Can we avert it? There are companies working on novel antibiotics, things the superbugs have never seen before. We need those new drugs badly, and we need incentives: discovery grants, extended patents, prizes, to lure other companies into making antibiotics again. But that probably won't be enough. Here's why: Evolution always wins. Bacteria birth a new generation every 20 minutes. It takes pharmaceutical chemistry 10 years to derive a new drug. Every time we use an antibiotic, we give the bacteria billions of chances to crack the codes of the defenses we've constructed. There has never yet been a drug they could not defeat.
This is asymmetric warfare, but we can change the outcome. We could build systems to harvest data to tell us automatically and specifically how antibiotics are being used. We could build gate keeping into drug order systems so that every prescription gets a second look. We could require agriculture to give up antibiotic use. We could build surveillance systems to tell us where resistance is emerging next.
Those are the tech solutions. They probably aren't enough either, unless we help. Antibiotic resistance is a habit. We all know how hard it is to change a habit. But as a society, we've done that in the past. People used to toss litter into the streets, used to not wear seatbelts, used to smoke inside public buildings. We don't do those things anymore. We don't trash the environment or court devastating accidents or expose others to the possibility of cancer, because we decided those things were expensive, destructive, not in our best interest. We changed social norms. We could change social norms around antibiotic use too.

Data excerpts:
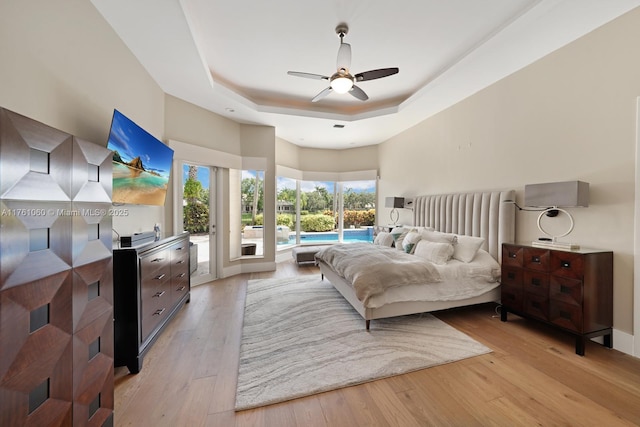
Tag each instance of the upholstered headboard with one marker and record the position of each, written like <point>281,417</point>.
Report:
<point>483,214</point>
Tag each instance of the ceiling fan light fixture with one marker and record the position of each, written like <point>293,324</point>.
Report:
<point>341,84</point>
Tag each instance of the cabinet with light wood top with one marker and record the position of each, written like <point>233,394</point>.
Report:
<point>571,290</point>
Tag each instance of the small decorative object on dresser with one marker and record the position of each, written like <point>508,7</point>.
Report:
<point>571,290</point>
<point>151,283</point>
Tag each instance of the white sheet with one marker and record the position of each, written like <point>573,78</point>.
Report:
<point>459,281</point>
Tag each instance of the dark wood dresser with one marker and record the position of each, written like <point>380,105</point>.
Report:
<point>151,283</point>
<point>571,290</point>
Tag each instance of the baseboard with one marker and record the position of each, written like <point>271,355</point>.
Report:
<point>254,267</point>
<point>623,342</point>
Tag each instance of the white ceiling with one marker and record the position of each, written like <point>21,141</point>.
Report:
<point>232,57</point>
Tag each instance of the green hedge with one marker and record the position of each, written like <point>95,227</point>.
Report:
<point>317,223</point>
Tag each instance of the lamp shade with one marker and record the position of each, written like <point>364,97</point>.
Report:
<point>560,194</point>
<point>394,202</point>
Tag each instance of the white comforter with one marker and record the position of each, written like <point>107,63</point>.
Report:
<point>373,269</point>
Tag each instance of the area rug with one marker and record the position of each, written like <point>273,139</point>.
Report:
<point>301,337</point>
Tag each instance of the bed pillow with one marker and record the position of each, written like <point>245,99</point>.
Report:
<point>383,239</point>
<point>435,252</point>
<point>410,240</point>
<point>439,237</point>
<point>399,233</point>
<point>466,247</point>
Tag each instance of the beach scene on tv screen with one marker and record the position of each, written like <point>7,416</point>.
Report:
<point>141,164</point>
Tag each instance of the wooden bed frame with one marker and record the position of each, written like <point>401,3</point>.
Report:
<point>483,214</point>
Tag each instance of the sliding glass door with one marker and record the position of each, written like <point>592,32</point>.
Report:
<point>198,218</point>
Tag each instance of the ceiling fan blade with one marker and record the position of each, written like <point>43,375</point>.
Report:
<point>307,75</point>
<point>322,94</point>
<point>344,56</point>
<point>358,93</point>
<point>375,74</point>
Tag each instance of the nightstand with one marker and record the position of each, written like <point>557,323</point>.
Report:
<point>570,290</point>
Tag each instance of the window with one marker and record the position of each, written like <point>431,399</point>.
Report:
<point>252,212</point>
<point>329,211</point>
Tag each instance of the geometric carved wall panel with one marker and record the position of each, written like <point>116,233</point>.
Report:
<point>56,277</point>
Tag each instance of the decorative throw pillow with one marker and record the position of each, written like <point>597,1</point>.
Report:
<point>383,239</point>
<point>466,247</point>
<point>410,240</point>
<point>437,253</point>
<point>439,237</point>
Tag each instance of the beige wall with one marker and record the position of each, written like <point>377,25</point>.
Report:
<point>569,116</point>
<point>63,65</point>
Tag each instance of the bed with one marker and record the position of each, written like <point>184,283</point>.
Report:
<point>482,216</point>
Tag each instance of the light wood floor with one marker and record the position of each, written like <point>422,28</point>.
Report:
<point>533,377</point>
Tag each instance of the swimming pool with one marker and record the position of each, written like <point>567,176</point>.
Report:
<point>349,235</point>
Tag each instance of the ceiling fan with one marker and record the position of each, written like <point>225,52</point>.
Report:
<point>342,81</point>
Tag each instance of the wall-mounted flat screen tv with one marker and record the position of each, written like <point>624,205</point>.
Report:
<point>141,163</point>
--
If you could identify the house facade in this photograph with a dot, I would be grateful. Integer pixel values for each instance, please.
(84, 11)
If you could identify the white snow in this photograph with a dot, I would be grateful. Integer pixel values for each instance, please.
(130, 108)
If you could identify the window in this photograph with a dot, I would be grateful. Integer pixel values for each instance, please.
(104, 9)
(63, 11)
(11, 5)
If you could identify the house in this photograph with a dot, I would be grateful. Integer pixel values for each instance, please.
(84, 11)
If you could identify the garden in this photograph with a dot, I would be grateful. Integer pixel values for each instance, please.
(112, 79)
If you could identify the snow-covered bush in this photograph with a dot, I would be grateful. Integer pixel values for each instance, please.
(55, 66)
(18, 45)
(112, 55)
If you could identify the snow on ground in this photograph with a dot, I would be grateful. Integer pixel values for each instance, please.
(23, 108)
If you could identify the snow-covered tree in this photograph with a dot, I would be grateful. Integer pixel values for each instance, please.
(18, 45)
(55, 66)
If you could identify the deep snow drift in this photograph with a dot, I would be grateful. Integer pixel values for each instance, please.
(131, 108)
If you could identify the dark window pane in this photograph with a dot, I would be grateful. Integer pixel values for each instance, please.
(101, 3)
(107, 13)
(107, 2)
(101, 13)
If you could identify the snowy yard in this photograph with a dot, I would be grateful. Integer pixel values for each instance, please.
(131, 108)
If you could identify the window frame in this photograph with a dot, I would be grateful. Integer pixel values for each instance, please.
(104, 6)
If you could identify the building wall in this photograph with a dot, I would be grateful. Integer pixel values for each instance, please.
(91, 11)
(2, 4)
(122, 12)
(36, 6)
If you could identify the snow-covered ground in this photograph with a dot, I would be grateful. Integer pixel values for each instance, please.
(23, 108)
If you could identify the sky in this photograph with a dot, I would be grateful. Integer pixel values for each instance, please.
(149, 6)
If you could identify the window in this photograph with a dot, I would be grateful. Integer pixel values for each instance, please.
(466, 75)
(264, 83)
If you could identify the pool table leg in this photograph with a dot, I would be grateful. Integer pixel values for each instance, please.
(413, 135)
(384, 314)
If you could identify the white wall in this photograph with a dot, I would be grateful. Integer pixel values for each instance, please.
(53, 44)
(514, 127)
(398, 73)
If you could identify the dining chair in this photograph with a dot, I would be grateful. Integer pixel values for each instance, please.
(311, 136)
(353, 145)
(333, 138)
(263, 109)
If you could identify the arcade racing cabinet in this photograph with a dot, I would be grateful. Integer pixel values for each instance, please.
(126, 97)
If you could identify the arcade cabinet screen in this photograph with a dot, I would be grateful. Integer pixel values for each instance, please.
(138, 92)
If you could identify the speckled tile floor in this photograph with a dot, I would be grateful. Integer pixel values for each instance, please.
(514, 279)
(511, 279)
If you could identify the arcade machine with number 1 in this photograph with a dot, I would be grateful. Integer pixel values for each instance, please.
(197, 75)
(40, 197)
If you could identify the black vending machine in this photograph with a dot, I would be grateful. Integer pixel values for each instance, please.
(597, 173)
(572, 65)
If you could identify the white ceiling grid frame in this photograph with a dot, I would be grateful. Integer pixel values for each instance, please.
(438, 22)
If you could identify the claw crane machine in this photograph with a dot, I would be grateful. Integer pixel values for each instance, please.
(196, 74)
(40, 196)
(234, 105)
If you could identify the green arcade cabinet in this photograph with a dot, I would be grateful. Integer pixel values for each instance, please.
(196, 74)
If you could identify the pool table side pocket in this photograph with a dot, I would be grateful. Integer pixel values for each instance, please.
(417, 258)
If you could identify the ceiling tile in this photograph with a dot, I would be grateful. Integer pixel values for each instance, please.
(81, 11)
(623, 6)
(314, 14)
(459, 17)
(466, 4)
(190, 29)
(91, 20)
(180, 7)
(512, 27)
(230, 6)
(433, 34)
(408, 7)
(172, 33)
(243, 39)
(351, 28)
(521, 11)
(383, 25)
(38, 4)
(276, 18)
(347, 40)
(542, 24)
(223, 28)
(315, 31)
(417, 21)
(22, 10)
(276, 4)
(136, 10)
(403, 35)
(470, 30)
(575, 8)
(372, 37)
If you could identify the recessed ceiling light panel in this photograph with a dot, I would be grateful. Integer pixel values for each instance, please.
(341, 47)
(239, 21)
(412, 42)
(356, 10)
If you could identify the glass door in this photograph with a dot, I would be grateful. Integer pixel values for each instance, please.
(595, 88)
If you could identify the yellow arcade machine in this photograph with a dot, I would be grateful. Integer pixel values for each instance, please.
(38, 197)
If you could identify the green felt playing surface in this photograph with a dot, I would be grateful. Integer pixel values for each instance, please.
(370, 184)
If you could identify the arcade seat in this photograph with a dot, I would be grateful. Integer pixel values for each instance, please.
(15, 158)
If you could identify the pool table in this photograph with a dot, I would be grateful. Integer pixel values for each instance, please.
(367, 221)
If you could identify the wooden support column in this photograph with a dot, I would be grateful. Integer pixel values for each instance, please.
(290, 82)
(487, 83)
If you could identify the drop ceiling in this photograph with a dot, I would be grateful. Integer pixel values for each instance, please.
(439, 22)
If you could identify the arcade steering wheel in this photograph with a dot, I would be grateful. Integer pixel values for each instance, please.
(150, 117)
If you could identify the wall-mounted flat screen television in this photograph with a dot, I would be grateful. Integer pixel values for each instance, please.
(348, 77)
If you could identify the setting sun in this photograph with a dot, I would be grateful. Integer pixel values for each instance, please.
* * *
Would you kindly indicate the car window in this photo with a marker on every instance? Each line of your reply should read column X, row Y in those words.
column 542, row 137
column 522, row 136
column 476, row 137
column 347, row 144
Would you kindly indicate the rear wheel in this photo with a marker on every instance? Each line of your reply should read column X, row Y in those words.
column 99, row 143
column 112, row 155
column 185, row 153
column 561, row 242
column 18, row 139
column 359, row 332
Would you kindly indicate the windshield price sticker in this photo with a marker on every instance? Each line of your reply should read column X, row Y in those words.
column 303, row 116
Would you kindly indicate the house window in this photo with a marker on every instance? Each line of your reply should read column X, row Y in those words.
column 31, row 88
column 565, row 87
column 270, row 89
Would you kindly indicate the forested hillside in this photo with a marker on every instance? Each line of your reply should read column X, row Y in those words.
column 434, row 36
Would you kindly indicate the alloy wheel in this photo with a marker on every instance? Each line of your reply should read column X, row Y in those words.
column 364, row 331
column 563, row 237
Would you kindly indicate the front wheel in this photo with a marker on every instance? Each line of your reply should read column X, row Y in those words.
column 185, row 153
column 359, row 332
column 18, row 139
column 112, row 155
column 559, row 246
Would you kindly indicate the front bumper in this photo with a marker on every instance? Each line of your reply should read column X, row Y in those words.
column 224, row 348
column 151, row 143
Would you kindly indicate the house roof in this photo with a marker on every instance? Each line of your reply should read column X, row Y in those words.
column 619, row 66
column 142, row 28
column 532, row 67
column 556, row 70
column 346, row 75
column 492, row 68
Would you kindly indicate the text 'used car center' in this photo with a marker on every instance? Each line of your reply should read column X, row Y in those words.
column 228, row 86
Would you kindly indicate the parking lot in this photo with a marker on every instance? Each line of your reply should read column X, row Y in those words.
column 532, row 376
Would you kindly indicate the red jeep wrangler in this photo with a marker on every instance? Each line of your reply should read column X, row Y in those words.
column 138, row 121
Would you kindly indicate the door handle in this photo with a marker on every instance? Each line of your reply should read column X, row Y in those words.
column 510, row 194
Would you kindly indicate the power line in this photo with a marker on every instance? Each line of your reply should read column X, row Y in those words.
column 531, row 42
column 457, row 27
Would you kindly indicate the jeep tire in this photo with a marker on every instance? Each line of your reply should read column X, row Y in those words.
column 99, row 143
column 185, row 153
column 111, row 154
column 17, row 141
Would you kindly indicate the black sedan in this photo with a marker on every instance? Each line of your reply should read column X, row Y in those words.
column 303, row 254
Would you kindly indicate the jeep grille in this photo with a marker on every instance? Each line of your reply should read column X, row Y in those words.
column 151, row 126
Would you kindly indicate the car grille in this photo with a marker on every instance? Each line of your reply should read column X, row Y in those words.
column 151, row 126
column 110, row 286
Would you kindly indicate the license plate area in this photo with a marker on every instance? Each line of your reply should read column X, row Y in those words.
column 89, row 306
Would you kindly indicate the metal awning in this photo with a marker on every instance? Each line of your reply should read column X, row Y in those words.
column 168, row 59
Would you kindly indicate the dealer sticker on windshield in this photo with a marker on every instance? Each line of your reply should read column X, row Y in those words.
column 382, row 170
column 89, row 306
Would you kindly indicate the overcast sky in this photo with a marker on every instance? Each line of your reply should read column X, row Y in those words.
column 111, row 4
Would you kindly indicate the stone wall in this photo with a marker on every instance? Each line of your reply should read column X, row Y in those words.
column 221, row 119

Required work:
**A)** According to the text on antibiotic resistance, how often do bacteria produce a new generation?
**B)** Write the next few sentences of the text on antibiotic resistance, picking up after its final sentence.
The lines above are separate from the text on antibiotic resistance.

Your written answers:
**A)** Every 20 minutes.

**B)**
I know that the scale of antibiotic resistance seems overwhelming, but if you've ever bought a fluorescent light bulb because you were concerned about climate change, or read the label on a box of crackers because you think about the deforestation from palm oil, you already know what it feels like to take a tiny step to address an overwhelming problem. We could take those kinds of steps for antibiotic use too. We could forgo giving an antibiotic if we're not sure it's the right one. We could stop insisting on a prescription for our kid's ear infection before we're sure what caused it. We could ask every restaurant, every supermarket, where their meat comes from. We could promise each other never again to buy chicken or shrimp or fruit raised with routine antibiotic use, and if we did those things, we could slow down the arrival of the post-antibiotic world. But, we have to do it soon. Penicillin began the antibiotic era in 1943. In just 70 years, we walked ourselves up to the edge of disaster. We won't get 70 years to find our way back out again. Thank you very much.